### Görevler
[1] Sarıkamış metnine göre Aladağ'ın yüksekliği kaç metredir?
[2] Kayıtlarda "tower" dizesini içeren kaç satır bulunduğunu belirtin. Yalnızca sayıyı yazın.

1500 ila 3000 metre irtifadaki yüksek platolar üzerine yayılan Sarıkamış, Kars ilinin güneybatısına konumlanıyor. Allahuekber, Soğanlı ve Güllü dağlarının çevirdiği Kars Düzü’nün ucundaki Sarıkamış, Anadolu yarımadasının Kafkasya’ya geçiş noktasında (Transkafkasya bölgesinde) bulunuyor. Doğu Anadolu Bölgesi’nin bütün coğrafi özelliklerini bağrında taşıyan yerleşimin kuzeyinde Selim ve Şenkaya (Erzurum), güneyinde Horasan (Erzurum) ve Eleşkirt (Ağrı), doğusunda Selim ve Kağızman ile batısında Şenkaya ve Horasan yer alır
İlçeyi çepeçevre kuşatan dağlar, derin vadiler ve yüksek platolar oluşturur. Ulu zirveleriyle insanda hayranlık uyandıran bu dağları Aladağ (3138 m.), Süphan (Sipkaç) (2909 m.), Balıklı (2835 m.), Kösedağ (2599 m.), Bayraktepe (Cıbıltepe) (2634 m.) ve Soğanlı (2849 m.) olarak sıralayabiliriz. Yılın neredeyse her ayında karla kaplı zirvelerinde minik göllerin parıldadığı yalçın dağların büyük bir bölümü çıplak bir arazi yapısına sahiptir.

### Alıştırma Kayıtları

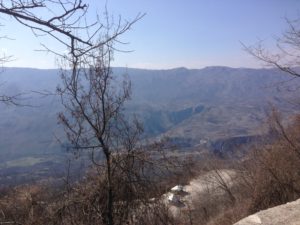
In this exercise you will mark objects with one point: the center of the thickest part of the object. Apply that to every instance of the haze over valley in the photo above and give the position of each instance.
(196, 108)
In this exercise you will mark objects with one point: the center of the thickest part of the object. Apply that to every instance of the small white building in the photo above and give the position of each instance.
(173, 198)
(177, 189)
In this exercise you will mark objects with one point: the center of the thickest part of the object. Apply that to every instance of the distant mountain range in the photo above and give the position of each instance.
(191, 104)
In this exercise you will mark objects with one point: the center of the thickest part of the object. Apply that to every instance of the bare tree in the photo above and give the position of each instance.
(287, 56)
(63, 20)
(94, 121)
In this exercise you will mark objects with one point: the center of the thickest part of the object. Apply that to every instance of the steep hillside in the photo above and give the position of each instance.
(209, 103)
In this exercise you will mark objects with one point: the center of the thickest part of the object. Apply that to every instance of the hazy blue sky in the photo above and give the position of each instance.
(174, 33)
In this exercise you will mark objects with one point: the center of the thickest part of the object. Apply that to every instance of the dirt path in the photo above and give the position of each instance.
(206, 183)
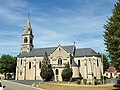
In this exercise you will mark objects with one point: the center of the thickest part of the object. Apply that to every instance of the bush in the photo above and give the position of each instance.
(78, 82)
(78, 78)
(85, 81)
(9, 76)
(67, 73)
(46, 73)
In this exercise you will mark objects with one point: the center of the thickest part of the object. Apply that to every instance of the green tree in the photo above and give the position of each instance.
(106, 63)
(112, 35)
(46, 70)
(67, 73)
(8, 64)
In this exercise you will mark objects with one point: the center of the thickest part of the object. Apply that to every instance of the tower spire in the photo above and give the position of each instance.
(28, 21)
(28, 14)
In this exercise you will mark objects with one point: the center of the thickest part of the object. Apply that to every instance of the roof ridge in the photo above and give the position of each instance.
(51, 47)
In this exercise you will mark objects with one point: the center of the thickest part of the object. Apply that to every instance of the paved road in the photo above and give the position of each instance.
(17, 86)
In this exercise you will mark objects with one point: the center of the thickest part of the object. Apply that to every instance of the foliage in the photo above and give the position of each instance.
(77, 78)
(46, 69)
(7, 64)
(78, 82)
(112, 35)
(85, 81)
(106, 64)
(9, 76)
(67, 73)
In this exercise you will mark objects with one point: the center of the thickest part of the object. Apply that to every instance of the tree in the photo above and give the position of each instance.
(112, 35)
(46, 70)
(106, 63)
(67, 73)
(8, 64)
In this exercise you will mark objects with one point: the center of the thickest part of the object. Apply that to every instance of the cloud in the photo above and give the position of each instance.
(53, 23)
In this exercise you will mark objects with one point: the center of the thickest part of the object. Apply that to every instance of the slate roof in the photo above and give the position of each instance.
(74, 64)
(85, 52)
(41, 51)
(111, 69)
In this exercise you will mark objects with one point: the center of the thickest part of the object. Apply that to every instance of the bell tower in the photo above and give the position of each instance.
(27, 37)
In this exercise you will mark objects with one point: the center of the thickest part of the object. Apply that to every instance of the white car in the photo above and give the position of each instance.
(1, 86)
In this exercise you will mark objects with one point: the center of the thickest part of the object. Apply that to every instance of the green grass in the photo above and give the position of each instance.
(74, 87)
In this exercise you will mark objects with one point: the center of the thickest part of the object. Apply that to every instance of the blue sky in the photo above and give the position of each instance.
(54, 22)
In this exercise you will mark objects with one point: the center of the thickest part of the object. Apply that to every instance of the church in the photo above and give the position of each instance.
(85, 62)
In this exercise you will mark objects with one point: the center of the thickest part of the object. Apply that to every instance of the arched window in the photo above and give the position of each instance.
(97, 62)
(30, 40)
(21, 61)
(56, 72)
(79, 63)
(59, 61)
(39, 64)
(25, 40)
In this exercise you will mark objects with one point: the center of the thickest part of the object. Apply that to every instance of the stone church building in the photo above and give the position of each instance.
(84, 62)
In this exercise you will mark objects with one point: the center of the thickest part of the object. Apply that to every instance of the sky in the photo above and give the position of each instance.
(54, 22)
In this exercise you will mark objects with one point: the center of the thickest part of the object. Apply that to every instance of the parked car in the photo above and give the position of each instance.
(1, 86)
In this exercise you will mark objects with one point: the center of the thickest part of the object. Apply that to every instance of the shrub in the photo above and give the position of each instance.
(77, 78)
(67, 73)
(78, 82)
(85, 81)
(46, 70)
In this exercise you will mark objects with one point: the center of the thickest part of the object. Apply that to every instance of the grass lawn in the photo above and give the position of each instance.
(74, 87)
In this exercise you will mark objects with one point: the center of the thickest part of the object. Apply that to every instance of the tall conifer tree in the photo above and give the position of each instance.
(112, 35)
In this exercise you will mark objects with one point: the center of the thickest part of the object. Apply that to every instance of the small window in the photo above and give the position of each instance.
(39, 64)
(79, 63)
(97, 62)
(21, 61)
(59, 61)
(20, 72)
(30, 40)
(56, 71)
(29, 65)
(25, 40)
(0, 84)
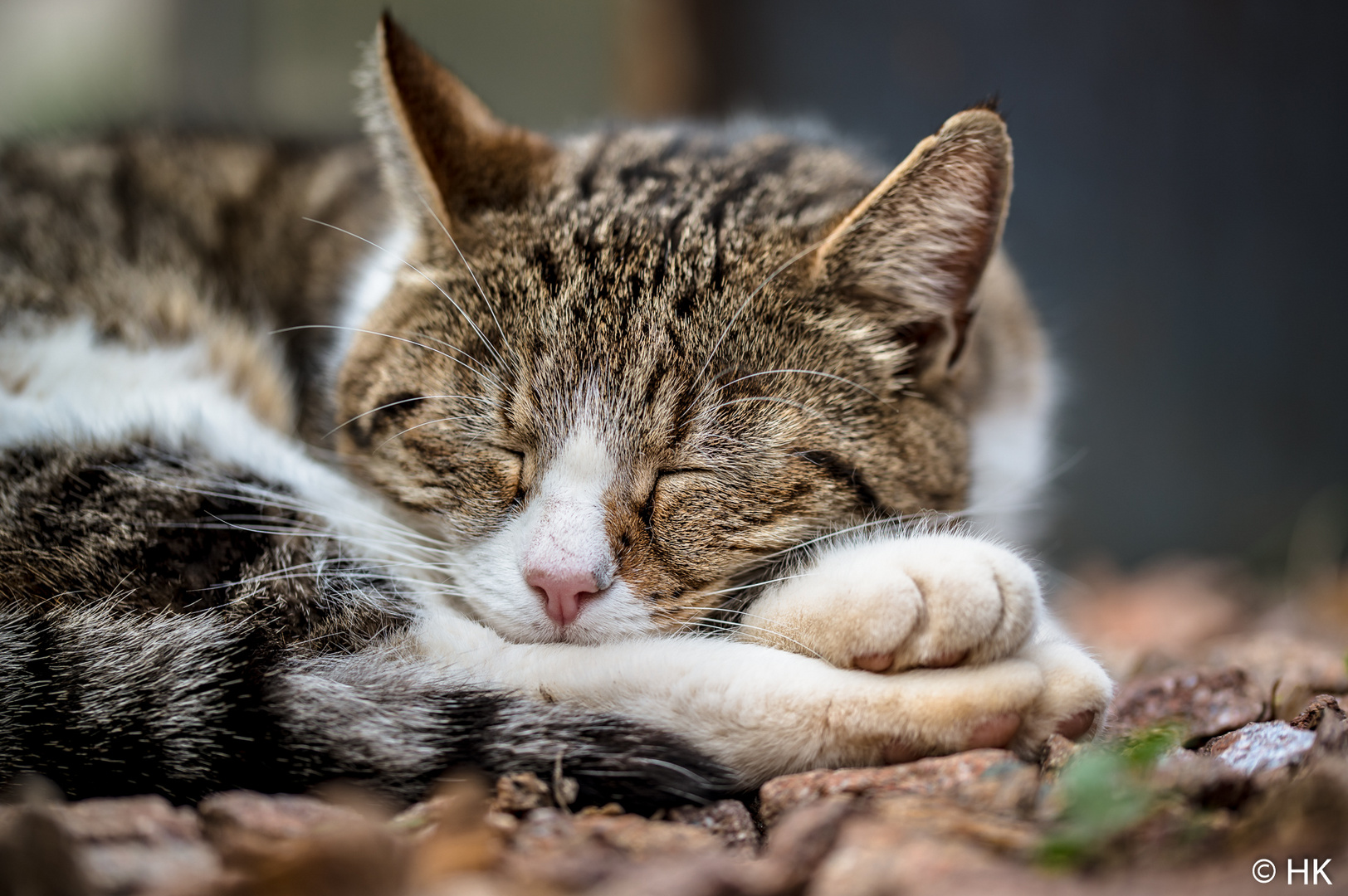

### Verilen Yanıtlar
[1] 3138 metre.

[2] 2